CONSEGNE:
**A)** Trascrivi il testo sulle politiche europee dell’immigrazione a partire da "In primo luogo, sono" giù fino a "di quelli qualificati.".
**B)** Per ciascuna affermazione indica se concorda con il testo sulle politiche europee dell’immigrazione, rispondendo sì o no e citando le parole del testo che lo stabiliscono.
(i) L’Europa ha adottato finora un unico modello di integrazione, uguale in tutti i paesi.
(ii) Ricongiungimento familiare e immigrazione illegale portano all’arrivo di immigrati non qualificati.
(iii) L’avvertimento sui lavoratori qualificati che andranno negli Usa è attribuito al ministro delle Finanze rumeno.
**C)** Prosegui il testo sulle politiche europee dell’immigrazione dal punto in cui si interrompe.

ESTRATTO DEL DOCUMENTO:
++++

Europa – In cerca di identità

a cura di Mario Draghi

Anche a un osservatore superficiale appare chiaro come le politiche europee dell’immigrazione siano state mal gestite.
In primo luogo, sono state inefficaci nel contenere l’incremento dei flussi migratori.
In secondo luogo, hanno per tanto tempo chiuso l’accesso principale ai lavoratori legali, trascurando “l’ingresso laterale” del ricongiungimento familiare e non vigilando sulla “porta posteriore” dell’immigrazione illegale.

Una politica autolesionista

Tutto ciò è straordinariamente autolesionistico: ricongiungimento familiare e immigrazione illegale producono come risultato l’arrivo di immigrati non qualificati, inasprendo l’impatto negativo del fenomeno sul mercato del lavoro e sul sistema di previdenza sociale.
L’Europa deve riconoscere il fatto di essere divenuta una meta privilegiata dei flussi internazionali di lavoratori e favorire in maniera decisa l’immigrazione di quelli qualificati.
“Se aspetterete dieci anni ad aprirvi, riceverete solo flussi di lavoratori incolti, senza alcuna qualifica. Perché gli altri, quelli in possesso di qualifiche professionali, che oggi vorrebbero venire in Europa, di fronte al suo rifiuto, saranno andati negli Usa” osservava il ministro delle Finanze rumeno.

Quale modello?

Con le parole del sociologo, diremmo che è il modello dell’assimilazione.
Sulla questione, invece, l’Europa ha finora dimostrato grande flessibilità, adottando un modello che tende all’assimilazione nei paesi con tradizioni centralistiche e imperiali (Francia e Regno Unito), e un approccio multiculturale, che lascia più spazio alle autonomie dei singoli gruppi di immigrati, negli altri casi (Germania, Italia, Olanda specialmente).
A giudicare dai risultati, viene spontaneo chiedersi se sia possibile fare di meglio. Se sia possibile, cioè, offrire agli immigrati un modello comune nel quale possano riconoscersi.

++++

MATERIALE FORNITO:
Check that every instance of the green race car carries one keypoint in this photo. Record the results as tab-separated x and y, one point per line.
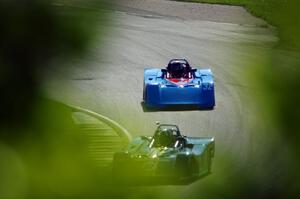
166	154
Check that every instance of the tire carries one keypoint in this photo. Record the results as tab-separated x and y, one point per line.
185	166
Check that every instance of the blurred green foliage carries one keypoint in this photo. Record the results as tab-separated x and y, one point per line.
42	154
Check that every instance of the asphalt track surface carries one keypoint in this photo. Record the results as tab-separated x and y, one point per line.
110	79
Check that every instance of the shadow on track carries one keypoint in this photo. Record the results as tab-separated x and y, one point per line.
170	108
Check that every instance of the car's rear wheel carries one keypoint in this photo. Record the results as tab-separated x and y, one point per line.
186	166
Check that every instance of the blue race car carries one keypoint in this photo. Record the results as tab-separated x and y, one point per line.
178	84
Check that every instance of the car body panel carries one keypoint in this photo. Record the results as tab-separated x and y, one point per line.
143	159
160	91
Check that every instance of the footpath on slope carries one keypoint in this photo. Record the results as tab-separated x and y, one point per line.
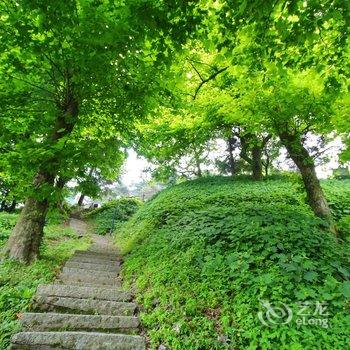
84	309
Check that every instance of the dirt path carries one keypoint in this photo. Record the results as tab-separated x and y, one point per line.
85	309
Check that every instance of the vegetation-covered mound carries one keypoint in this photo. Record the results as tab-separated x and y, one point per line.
111	214
209	256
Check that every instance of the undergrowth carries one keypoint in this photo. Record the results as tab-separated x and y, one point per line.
209	256
112	214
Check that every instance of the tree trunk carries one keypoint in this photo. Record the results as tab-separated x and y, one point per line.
12	207
81	200
26	237
232	164
306	166
257	163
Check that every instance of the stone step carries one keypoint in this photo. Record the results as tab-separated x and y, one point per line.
94	260
95	279
98	255
77	341
81	292
93	267
73	322
69	282
88	273
87	306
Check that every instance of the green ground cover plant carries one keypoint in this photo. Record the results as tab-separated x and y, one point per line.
204	255
113	213
18	282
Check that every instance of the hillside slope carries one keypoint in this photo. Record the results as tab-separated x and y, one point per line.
213	259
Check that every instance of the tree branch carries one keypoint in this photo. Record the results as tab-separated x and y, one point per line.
208	79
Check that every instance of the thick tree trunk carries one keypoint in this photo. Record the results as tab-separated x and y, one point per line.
12	207
257	163
26	237
81	200
306	166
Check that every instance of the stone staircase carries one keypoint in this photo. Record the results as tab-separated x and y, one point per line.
85	309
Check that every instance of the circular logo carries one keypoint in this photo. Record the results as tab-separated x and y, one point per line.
274	315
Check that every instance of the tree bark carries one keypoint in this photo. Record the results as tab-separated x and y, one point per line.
306	166
257	163
81	200
232	164
26	237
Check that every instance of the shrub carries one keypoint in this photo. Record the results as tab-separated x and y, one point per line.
205	255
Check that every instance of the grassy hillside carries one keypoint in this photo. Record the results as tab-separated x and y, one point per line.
112	214
204	255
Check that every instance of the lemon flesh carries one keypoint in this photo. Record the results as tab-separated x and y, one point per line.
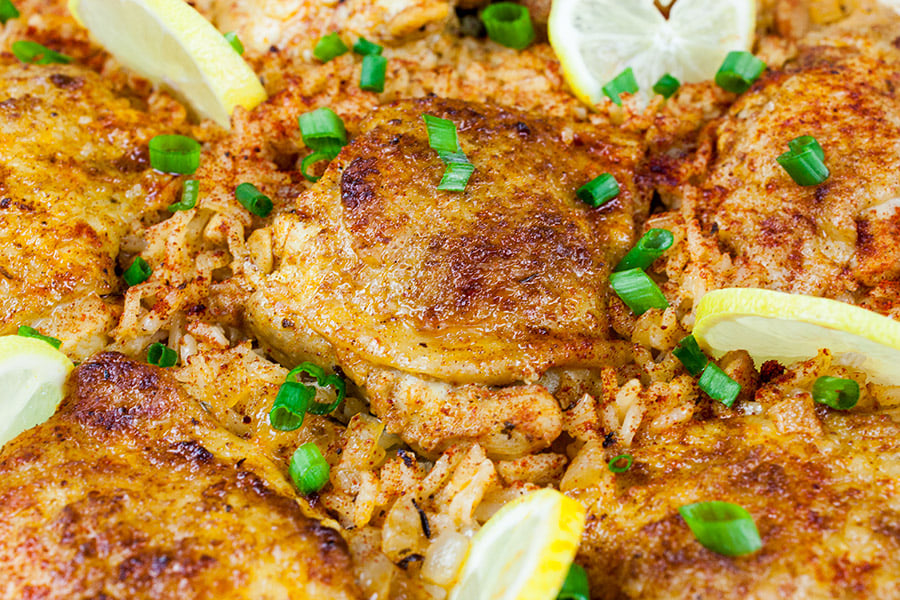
524	551
32	374
595	40
789	328
169	42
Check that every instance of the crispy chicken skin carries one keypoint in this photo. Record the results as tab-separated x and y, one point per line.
836	239
74	176
827	508
132	491
414	291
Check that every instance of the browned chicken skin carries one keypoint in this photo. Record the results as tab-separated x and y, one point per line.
842	237
414	291
74	176
132	491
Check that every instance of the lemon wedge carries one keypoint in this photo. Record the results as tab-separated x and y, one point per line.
789	328
595	40
169	42
32	373
524	551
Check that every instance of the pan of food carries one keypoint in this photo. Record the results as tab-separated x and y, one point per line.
449	299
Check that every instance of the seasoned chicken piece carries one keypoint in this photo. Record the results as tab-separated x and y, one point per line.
74	176
415	292
132	491
841	237
827	506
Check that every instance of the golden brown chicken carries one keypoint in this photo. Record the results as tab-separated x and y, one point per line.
841	238
821	486
425	297
74	178
132	491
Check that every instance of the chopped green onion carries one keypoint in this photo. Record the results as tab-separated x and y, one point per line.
322	380
26	331
804	162
36	54
836	392
738	71
322	128
443	140
599	190
8	11
161	355
308	469
637	290
690	355
290	406
365	47
666	86
253	200
650	247
575	587
324	133
719	385
329	46
232	38
177	154
190	191
722	527
138	272
508	24
622	83
801	143
371	78
615	465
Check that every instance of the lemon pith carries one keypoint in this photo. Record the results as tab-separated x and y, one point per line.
789	328
169	42
524	551
597	39
32	374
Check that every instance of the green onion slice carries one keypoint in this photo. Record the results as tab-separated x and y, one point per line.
722	527
719	385
650	247
161	355
575	587
322	380
232	38
637	290
190	191
26	331
622	83
138	272
177	154
443	139
323	132
290	406
365	47
8	11
806	166
666	86
253	200
599	190
329	46
801	143
621	463
308	469
371	78
37	54
836	392
508	24
690	355
738	71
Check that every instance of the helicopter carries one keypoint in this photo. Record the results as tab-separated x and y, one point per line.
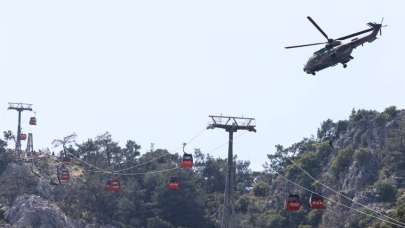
335	51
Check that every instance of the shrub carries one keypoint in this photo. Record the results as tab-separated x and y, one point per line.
261	189
341	161
387	191
362	156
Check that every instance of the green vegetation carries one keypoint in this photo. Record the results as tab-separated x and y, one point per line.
341	161
345	155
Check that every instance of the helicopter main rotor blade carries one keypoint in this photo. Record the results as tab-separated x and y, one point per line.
355	34
317	26
305	45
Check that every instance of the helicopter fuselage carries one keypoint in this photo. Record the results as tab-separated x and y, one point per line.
340	53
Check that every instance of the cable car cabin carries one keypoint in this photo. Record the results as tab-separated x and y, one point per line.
66	160
293	203
113	185
173	183
33	121
187	161
23	136
316	202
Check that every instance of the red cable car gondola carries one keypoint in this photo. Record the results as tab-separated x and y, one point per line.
173	183
293	203
33	121
23	136
63	173
316	202
187	161
113	185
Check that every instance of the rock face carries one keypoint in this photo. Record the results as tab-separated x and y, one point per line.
33	211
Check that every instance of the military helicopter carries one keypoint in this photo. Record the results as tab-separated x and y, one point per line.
335	51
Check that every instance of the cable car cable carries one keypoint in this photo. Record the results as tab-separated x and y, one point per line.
199	134
133	174
344	205
340	194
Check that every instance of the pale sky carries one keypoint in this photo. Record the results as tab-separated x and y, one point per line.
153	71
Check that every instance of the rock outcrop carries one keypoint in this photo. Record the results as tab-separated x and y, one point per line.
34	211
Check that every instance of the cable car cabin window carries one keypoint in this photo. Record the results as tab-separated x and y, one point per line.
187	161
33	121
66	160
316	202
64	175
293	203
113	185
173	184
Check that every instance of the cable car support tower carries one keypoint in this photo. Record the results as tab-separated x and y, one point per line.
231	125
19	107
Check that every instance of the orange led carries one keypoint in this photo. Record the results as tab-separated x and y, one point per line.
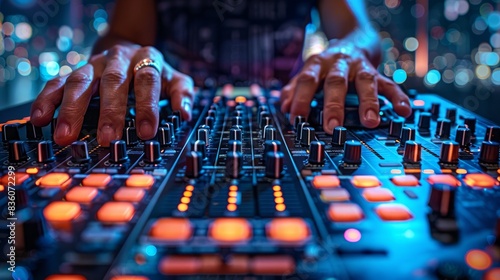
230	230
116	212
61	211
288	230
478	259
96	180
171	229
145	181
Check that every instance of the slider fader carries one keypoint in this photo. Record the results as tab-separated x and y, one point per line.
241	193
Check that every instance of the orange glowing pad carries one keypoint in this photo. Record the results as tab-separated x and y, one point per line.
479	180
144	181
231	229
172	229
378	195
116	212
54	180
338	194
82	194
393	212
405	181
61	211
345	212
325	181
96	180
129	194
446	179
288	230
365	181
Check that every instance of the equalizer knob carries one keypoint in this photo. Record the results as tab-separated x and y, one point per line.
194	164
234	163
317	152
79	152
489	152
274	164
449	152
118	151
339	136
17	151
45	152
352	152
412	153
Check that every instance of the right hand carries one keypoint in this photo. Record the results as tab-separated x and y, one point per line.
110	75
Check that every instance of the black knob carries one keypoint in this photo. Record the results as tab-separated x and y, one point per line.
234	163
308	135
194	164
463	137
33	132
352	152
17	151
443	128
407	134
274	164
339	136
412	153
79	152
489	152
165	136
395	127
45	152
317	152
10	133
118	151
449	152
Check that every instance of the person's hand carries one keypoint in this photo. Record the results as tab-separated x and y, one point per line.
110	74
338	65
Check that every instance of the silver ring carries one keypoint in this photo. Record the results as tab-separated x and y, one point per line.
147	62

++++

RISULTATI ATTESI:
**A)**
In primo luogo, sono state inefficaci nel contenere l’incremento dei flussi migratori.
In secondo luogo, hanno per tanto tempo chiuso l’accesso principale ai lavoratori legali, trascurando “l’ingresso laterale” del ricongiungimento familiare e non vigilando sulla “porta posteriore” dell’immigrazione illegale.

Una politica autolesionista

Tutto ciò è straordinariamente autolesionistico: ricongiungimento familiare e immigrazione illegale producono come risultato l’arrivo di immigrati non qualificati, inasprendo l’impatto negativo del fenomeno sul mercato del lavoro e sul sistema di previdenza sociale.
L’Europa deve riconoscere il fatto di essere divenuta una meta privilegiata dei flussi internazionali di lavoratori e favorire in maniera decisa l’immigrazione di quelli qualificati.

**B)**
(i) No: "adottando un modello che tende all’assimilazione nei paesi con tradizioni centralistiche e imperiali (Francia e Regno Unito), e un approccio multiculturale, che lascia più spazio alle autonomie dei singoli gruppi di immigrati, negli altri casi".
(ii) Sì: "ricongiungimento familiare e immigrazione illegale producono come risultato l’arrivo di immigrati non qualificati".
(iii) Sì: "osservava il ministro delle Finanze rumeno".

**C)**
Un modello da costruire

Ma noi lo abbiamo questo modello comune, per noi stessi prima di tutto, poi per proporlo ad altri? La risposta è “non ancora”. Anche se ve ne sarebbe la necessità.
Dopotutto, gli Stati-Nazione europei vanno perdendo di significato: lo stesso progredire dell’integrazione europea, la globalizzazione, la regionalizzazione ne stanno progressivamente svuotando il concetto.
Allo stesso tempo, un’identità comune europea è ancora lontana.
Le nostre diversità, che sono significative e che sembrano accentuarsi a ogni nuovo progredire dell’integrazione, devono restare perché esse stesse sono parte di questa identità. Occorre però ritrovare il modo di trascenderle, di superarle, senza cancellarle, in uno sforzo comune.
Ci vorranno molti anni, ma quanto più lenta sarà l’integrazione, tanto più sarà un processo molto diverso dal passato, quando il modello dello Stato-Nazione veniva presentato come un piatto preconfezionato ai nostri ospiti appena arrivati. Potevano prendere o lasciare: il giudizio spettava agli altri, alla gente del posto, a noi.

Adesso e sempre più in futuro, saremo tutti, noi e loro, impegnati nella stessa ricerca comune.
L’aumento del tasso di partecipazione e la gestione costruttiva dell’immigrazione sono infatti fondamentali per una crescita di periodo lungo a livelli più elevati dell’attuale.